# Tasks to carry out
A. Answer these three questions from the Kafka troubleshooting guide:
(i) How long does the guide say it takes to read?
(ii) What does the "Check Basics" step ask you to verify?
(iii) What group name does the sample command for checking consumer group lag use?
B. Carry on writing the Kafka troubleshooting guide from its last sentence, "Consumer takes too long to process each message."
Start of Reading passage
KLogic
🔧 Troubleshooting Guide

Kafka Troubleshooting Guide

Comprehensive guide to diagnosing and fixing common Kafka issues in production environments. From consumer lag to broker failures, get your Kafka cluster back on track quickly.

Published: August 3, 2025 • 20 min read • Troubleshooting Guide

Systematic Troubleshooting Approach

When Kafka issues occur, a systematic approach saves time and prevents further problems. Follow this methodology to diagnose issues effectively and implement lasting fixes.

1

Identify Symptoms

Gather information about what's not working and when it started

2

Check Basics

Verify broker status, network connectivity, and resource availability

3

Analyze Logs

Review broker, producer, and consumer logs for error patterns

4

Implement Fix

Apply targeted solutions and monitor for improvement

Most Common Kafka Issues

The top issues encountered in production Kafka deployments and how to fix them

Consumer Lag Issues

High consumer lag is one of the most common Kafka issues, often indicating processing bottlenecks or consumer group problems.

Symptoms

  • Increasing consumer lag metrics
  • Delayed message processing
  • Consumer group rebalancing frequently
  • Timeouts in downstream applications

Diagnostic Commands

# Check consumer group lag
kafka-consumer-groups.sh \\
--bootstrap-server localhost:9092 \\
--describe --group my-group

Common Causes & Solutions

Slow Message Processing

Consumer takes too long to process each message.
End of Reading passage
Start of Provided data
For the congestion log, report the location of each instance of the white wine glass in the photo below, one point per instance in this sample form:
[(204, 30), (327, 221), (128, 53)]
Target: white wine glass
End of Provided data
# Task results
A.
(i) 20 minutes.
(ii) Broker status, network connectivity, and resource availability.
(iii) my-group

B.
Solution: Optimize processing logic, increase consumer instances, or implement batch processing.
Insufficient Consumers

Not enough consumer instances for the number of partitions.

Solution: Scale consumer instances up to match partition count.
Resource Constraints

Consumer host lacks CPU, memory, or network resources.

Solution: Monitor resource usage and scale infrastructure.

Broker Performance Issues

Broker performance problems can cascade across the entire cluster, affecting producers and consumers.

High CPU Usage

Cause: Inefficient compression, too many small batches

Fix: Tune compression settings, increase batch sizes

Disk I/O Bottlenecks

Cause: Slow storage, insufficient IOPS

Fix: Upgrade to SSDs, optimize log retention

Memory Issues

Cause: Inadequate JVM heap, memory leaks

Fix: Tune JVM settings, monitor GC performance

Connection & Network Issues

Network connectivity problems between clients and brokers or between brokers themselves.

Connection Timeouts

Clients frequently timeout when connecting to brokers.

Check network latency between client and broker
Verify firewall rules and port accessibility
Increase timeout values in client configuration

Broker Connectivity

Brokers cannot communicate with each other properly.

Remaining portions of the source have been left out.